■ **Dataset extract**:
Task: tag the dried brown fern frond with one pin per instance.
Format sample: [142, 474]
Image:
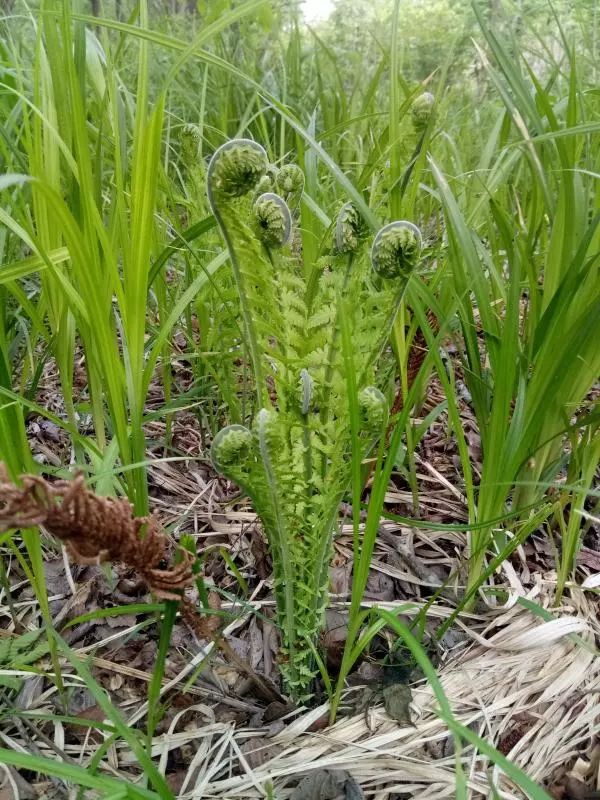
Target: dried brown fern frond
[97, 529]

■ **Exercise**:
Rewrite the lines above, replacing "dried brown fern frond" with "withered fern frond" and changing nothing else. Omit the picture from your version.

■ **Problem solution**:
Task: tag the withered fern frond with one pin per instance.
Format sample: [142, 474]
Image:
Target: withered fern frond
[97, 529]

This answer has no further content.